● À faire: Reproduisez le passage de l'extrait du jugement qui débute aux mots « Conformément aux motifs » et s'arrête après « 2006 sont rejetés. ».

● Extrait source:
=-=-=-=-=

SA MAJESTÉ LA REINE,

intimée.

 

[TRADUCTION FRANÇAISE OFFICIELLE]

____________________________________________________________________

Appels fixés pour audition le 24 octobre 2011

Appels entendus le 25 octobre 2011, à Toronto (Ontario)

 

 

Devant : L’honorable juge G. A. Sheridan

 

Comparutions :

 

Pour l’appelant :

L’appelant lui‑même

Avocate de l’intimée:

Me Erin Strashin

 

____________________________________________________________________

 

JUGEMENT

 

Conformément aux motifs du jugement ci‑joints, les appels interjetés à l’encontre de la nouvelle cotisation établie à l’égard de l’appelant en vertu de la Loi de l’impôt sur le revenu pour les années d’imposition 2003, 2004 et 2006 sont rejetés.

 

 

 

 

 

 

 

Signé à Ottawa, Canada, ce 8e  jour de décembre 2011.

 

 

 

 

« G. A. Sheridan »

Juge Sheridan

 

 

Traduction certifiée conforme

ce 19jour de janvier 2012.

 

Martine Maltais, traductrice


 

 

 

 

Référence : 2011CCI559

Date : 20111208

Dossier : 2008-3718(IT)I

ENTRE :

SERGIO SARSONAS,

appelant,

et

 

SA MAJESTÉ LA REINE,

intimée.

 

 

[TRADUCTION FRANÇAISE OFFICIELLE]

 

MOTIFS DU JUGEMENT

 

La juge Sheridan

 

[1]              L’appelant, Sergio Sarsonas, est l’un des nombreux contribuables dont on a découvert les documents d’un spécialiste en préparation de déclarations de revenus, lequel a finalement été reconnu coupable d’avoir vendu à ses clients des reçus pour don de bienfaisance. Pendant les années visées par l’appel, Ambrose Danso-Dapaah[1] et son associé, George Gudu, faisaient affaire sous le nom de ADD Accounting et/ou de Payless Tax (collectivement « Payless Tax »). Payless Tax facturait à ses clients des honoraires pour la préparation de leurs déclarations de revenus, ainsi que 10 %  de la somme inscrite sur tout reçu pour don de bienfaisance fourni.

=-=-=-=-=

● Liste des données:
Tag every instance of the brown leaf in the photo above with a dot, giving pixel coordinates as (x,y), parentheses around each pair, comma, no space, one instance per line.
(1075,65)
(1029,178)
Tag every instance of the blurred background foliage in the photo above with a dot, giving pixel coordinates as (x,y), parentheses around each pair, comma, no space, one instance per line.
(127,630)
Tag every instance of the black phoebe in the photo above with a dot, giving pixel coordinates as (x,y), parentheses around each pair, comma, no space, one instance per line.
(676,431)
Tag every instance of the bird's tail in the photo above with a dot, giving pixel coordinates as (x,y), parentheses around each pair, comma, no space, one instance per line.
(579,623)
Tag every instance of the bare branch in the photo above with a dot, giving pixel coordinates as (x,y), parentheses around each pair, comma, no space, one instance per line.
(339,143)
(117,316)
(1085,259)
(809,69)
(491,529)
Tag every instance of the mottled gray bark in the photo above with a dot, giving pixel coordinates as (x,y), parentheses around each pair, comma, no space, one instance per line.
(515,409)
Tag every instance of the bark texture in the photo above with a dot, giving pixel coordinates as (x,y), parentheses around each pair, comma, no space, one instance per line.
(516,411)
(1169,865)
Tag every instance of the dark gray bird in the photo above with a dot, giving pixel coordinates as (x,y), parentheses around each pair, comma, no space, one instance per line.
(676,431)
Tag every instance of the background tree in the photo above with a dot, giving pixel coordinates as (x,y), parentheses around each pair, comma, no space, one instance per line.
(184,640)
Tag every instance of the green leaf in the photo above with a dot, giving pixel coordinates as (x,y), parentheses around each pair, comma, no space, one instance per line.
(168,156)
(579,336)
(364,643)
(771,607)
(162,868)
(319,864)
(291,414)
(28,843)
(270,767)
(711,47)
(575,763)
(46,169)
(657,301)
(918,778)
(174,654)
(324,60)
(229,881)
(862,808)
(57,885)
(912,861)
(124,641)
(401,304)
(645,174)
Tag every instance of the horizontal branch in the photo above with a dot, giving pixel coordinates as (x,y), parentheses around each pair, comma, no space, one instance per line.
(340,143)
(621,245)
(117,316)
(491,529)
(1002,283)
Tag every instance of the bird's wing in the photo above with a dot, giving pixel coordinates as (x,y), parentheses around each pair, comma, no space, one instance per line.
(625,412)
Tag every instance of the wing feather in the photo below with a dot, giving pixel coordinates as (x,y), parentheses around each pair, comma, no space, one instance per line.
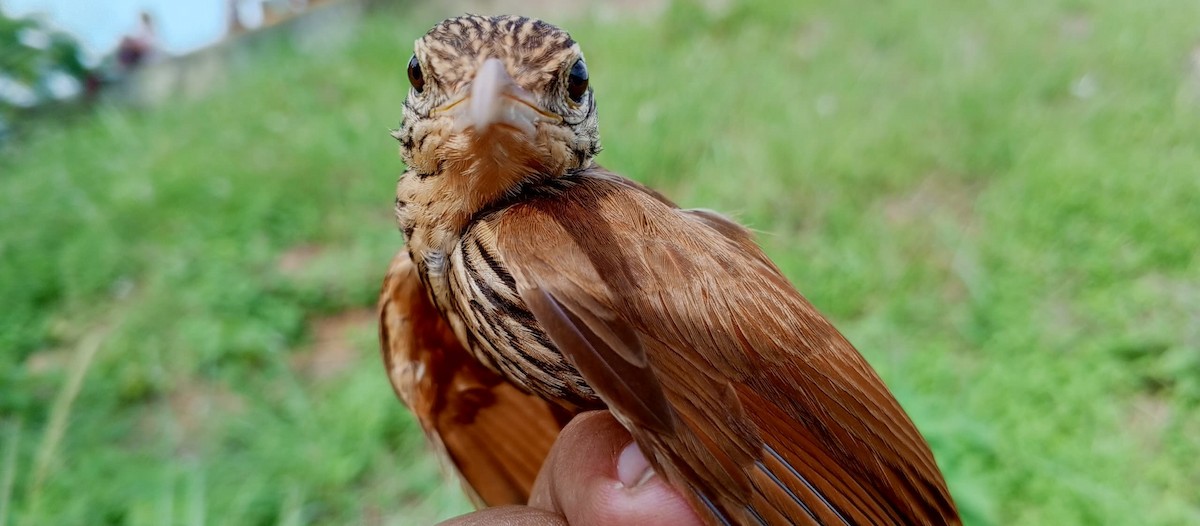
(739,390)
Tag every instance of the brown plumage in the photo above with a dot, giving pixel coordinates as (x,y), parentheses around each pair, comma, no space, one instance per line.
(532,274)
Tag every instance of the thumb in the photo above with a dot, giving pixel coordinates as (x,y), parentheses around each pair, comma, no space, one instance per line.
(597,474)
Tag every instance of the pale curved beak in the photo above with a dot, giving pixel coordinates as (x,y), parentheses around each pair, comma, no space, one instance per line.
(496,100)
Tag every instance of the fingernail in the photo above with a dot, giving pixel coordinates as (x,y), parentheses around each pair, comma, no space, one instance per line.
(633,468)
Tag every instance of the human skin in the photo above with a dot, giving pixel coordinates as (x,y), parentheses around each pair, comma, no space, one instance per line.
(594,476)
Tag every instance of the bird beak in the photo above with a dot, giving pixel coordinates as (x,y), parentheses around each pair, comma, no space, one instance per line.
(496,100)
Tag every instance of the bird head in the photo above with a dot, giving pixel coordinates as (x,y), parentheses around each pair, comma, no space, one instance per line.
(495,101)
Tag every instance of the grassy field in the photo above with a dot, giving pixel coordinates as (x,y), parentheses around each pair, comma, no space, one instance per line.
(997,202)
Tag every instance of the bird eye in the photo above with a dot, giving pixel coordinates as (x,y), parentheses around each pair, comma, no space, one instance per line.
(414,75)
(577,81)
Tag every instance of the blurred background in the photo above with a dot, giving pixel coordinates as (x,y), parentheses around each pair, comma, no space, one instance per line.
(997,202)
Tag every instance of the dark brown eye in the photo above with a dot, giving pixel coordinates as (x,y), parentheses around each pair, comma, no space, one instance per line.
(577,81)
(414,75)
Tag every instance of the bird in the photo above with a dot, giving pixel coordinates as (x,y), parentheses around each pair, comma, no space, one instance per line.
(534,285)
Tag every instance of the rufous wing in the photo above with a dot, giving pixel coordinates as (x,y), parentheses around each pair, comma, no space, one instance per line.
(741,393)
(495,435)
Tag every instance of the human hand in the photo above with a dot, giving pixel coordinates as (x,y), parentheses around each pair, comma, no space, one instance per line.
(594,476)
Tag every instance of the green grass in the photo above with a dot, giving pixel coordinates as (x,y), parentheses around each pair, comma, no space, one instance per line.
(997,202)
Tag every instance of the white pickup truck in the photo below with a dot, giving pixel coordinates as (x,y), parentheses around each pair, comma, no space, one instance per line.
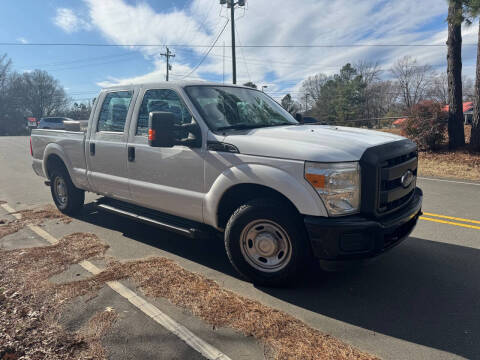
(192,157)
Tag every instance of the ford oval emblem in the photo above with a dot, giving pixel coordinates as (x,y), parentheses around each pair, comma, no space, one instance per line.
(407,179)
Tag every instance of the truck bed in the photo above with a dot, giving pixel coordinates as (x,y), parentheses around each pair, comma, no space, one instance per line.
(68,145)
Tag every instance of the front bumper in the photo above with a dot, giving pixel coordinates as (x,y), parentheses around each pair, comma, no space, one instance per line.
(356,237)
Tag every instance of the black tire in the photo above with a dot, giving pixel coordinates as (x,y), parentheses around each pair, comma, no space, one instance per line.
(74,197)
(237,244)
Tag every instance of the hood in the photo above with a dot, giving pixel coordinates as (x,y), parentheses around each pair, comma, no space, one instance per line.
(309,142)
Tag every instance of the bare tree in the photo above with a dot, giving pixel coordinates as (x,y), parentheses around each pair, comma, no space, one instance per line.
(439,88)
(370,73)
(456,135)
(311,90)
(290,105)
(42,94)
(414,80)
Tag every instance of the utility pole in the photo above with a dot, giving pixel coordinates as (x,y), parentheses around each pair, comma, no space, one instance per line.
(234,60)
(231,4)
(168,55)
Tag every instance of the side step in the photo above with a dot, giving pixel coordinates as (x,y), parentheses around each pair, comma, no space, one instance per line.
(168,222)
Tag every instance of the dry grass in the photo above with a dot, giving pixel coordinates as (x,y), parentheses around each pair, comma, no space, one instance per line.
(30,304)
(460,164)
(32,216)
(284,336)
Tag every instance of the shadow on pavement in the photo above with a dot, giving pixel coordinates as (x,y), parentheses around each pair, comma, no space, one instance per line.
(424,292)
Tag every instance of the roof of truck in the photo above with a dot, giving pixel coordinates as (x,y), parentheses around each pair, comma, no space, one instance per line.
(175,84)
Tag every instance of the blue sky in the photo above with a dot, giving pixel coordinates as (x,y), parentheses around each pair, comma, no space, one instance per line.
(83,70)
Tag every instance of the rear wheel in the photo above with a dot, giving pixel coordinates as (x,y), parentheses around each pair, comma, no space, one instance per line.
(68,199)
(266,242)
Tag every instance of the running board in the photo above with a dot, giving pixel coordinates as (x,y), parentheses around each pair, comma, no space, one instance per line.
(151,217)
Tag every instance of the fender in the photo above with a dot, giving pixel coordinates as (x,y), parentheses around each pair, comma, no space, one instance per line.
(78,176)
(299,192)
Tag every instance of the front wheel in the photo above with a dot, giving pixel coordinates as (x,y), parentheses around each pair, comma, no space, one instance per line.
(266,242)
(68,199)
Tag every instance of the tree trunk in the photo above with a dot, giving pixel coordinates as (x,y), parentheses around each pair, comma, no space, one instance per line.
(475,137)
(456,135)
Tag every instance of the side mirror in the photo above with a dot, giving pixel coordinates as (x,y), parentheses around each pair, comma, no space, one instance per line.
(161,129)
(299,118)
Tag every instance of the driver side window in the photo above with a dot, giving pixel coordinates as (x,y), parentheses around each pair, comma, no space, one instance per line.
(161,100)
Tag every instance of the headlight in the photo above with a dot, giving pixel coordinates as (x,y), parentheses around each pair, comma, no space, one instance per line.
(338,184)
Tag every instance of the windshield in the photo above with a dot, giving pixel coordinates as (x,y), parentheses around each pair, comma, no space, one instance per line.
(226,107)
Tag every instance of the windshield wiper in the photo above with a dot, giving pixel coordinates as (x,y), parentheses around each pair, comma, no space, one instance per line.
(239,127)
(249,126)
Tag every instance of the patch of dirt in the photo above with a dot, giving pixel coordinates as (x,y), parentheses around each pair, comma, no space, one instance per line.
(32,216)
(284,336)
(460,164)
(30,304)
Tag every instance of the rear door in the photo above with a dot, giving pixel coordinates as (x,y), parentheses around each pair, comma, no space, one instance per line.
(166,179)
(106,148)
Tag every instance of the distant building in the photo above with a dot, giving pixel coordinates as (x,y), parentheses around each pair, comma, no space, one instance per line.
(467,113)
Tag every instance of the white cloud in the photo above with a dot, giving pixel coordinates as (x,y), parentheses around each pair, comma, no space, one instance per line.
(67,20)
(283,22)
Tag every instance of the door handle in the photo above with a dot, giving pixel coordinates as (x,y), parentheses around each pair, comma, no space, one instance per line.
(131,153)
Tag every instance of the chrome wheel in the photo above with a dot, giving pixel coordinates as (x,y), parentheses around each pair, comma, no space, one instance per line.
(265,245)
(60,190)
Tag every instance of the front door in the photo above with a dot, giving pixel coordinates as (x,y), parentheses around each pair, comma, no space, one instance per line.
(107,146)
(166,179)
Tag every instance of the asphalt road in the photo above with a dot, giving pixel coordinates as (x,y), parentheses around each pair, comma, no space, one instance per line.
(419,301)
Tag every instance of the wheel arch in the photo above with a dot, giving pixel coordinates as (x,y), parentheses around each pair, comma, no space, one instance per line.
(54,157)
(250,181)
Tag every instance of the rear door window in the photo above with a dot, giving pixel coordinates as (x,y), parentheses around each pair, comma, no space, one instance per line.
(161,100)
(114,110)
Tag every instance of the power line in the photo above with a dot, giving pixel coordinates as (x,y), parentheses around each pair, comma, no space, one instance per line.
(208,52)
(244,46)
(168,55)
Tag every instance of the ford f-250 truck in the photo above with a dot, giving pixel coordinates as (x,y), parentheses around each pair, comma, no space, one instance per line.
(190,157)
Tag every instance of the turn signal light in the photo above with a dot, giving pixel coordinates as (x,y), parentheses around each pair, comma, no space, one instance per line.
(151,135)
(317,181)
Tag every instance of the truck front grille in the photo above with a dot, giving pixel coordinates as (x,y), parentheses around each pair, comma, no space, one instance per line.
(383,167)
(392,194)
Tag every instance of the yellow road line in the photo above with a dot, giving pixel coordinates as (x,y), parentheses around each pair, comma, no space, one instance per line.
(452,218)
(450,223)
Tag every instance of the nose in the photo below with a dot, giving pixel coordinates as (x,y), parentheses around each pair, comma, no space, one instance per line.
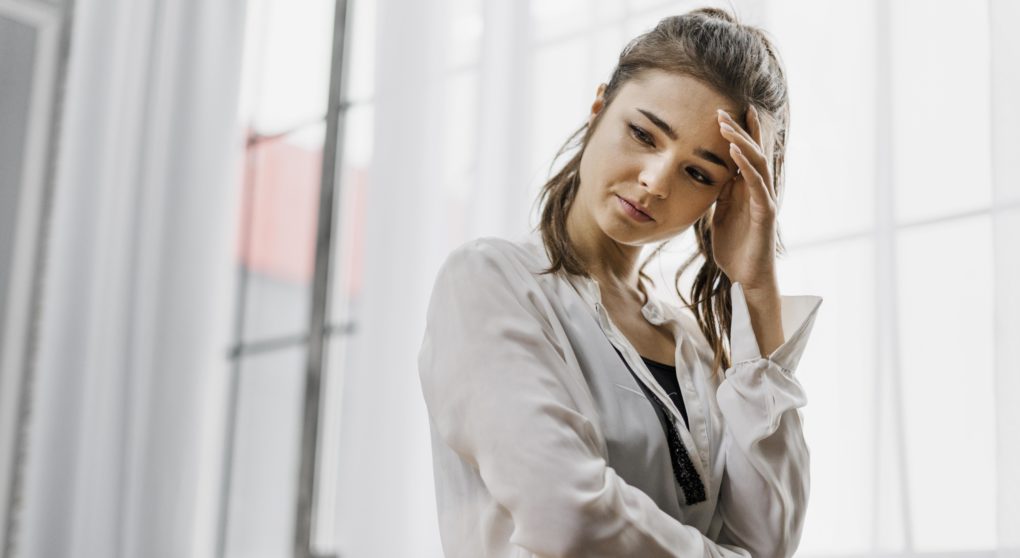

=-=-=-=-=

● Réponse:
Conformément aux motifs du jugement ci‑joints, les appels interjetés à l’encontre de la nouvelle cotisation établie à l’égard de l’appelant en vertu de la Loi de l’impôt sur le revenu pour les années d’imposition 2003, 2004 et 2006 sont rejetés.